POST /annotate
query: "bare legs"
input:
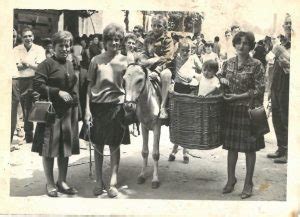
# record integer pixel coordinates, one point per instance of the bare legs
(62, 162)
(155, 155)
(98, 190)
(231, 164)
(114, 167)
(166, 81)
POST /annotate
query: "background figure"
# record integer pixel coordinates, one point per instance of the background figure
(27, 56)
(139, 33)
(242, 87)
(55, 78)
(280, 93)
(96, 47)
(260, 52)
(217, 47)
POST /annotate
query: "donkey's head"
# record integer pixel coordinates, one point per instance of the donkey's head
(134, 84)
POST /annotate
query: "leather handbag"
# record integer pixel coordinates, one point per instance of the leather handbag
(42, 112)
(258, 119)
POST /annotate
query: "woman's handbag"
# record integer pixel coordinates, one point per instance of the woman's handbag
(258, 119)
(42, 111)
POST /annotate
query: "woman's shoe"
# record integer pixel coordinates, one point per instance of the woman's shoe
(69, 191)
(186, 159)
(97, 191)
(52, 192)
(112, 192)
(229, 188)
(171, 157)
(246, 194)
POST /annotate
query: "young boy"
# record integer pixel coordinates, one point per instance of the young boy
(184, 68)
(208, 82)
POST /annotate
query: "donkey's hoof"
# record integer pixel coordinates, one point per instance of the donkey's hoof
(141, 180)
(171, 157)
(112, 192)
(155, 184)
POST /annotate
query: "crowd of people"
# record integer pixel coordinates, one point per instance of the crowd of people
(83, 78)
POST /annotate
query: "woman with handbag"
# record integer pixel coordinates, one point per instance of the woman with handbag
(244, 78)
(55, 79)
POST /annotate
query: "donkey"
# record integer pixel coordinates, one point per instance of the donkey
(142, 97)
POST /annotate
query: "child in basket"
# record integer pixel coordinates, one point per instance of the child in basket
(209, 84)
(184, 70)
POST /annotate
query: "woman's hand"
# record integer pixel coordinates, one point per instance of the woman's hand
(224, 81)
(230, 97)
(65, 96)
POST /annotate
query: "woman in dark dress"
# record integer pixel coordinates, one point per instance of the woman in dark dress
(244, 77)
(55, 77)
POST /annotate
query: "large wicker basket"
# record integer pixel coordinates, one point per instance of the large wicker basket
(195, 122)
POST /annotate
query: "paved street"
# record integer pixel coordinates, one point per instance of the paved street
(202, 179)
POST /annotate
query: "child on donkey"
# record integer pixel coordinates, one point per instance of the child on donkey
(184, 70)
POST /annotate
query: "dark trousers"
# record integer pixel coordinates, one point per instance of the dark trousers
(280, 115)
(21, 94)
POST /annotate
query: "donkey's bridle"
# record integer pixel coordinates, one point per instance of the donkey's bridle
(144, 85)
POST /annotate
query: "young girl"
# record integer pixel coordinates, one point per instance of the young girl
(184, 68)
(208, 82)
(105, 97)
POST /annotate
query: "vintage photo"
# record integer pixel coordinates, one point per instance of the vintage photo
(160, 105)
(87, 82)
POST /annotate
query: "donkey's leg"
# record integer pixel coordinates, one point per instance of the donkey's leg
(173, 153)
(145, 153)
(186, 158)
(114, 167)
(155, 154)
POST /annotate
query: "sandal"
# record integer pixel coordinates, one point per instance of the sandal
(69, 191)
(246, 194)
(229, 188)
(52, 192)
(97, 191)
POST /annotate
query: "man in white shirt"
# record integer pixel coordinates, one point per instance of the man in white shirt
(27, 56)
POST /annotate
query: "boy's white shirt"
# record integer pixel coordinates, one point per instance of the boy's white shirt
(207, 85)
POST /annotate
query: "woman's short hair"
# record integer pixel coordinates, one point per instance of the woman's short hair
(185, 42)
(130, 36)
(211, 65)
(26, 29)
(149, 39)
(62, 36)
(162, 18)
(249, 37)
(209, 44)
(111, 31)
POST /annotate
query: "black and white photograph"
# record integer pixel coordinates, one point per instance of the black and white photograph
(168, 109)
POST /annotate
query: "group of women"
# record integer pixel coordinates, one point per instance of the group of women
(243, 75)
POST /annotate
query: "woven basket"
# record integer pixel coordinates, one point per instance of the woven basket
(195, 122)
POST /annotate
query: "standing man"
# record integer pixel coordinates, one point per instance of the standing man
(139, 32)
(280, 94)
(164, 51)
(27, 56)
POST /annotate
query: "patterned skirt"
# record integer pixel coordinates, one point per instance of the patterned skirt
(237, 132)
(108, 127)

######

Count the lines in the rows above that contain the string "woven", treating uppercase and lowercase letters as distinct, and give only the number.

● Answer to this problem: 2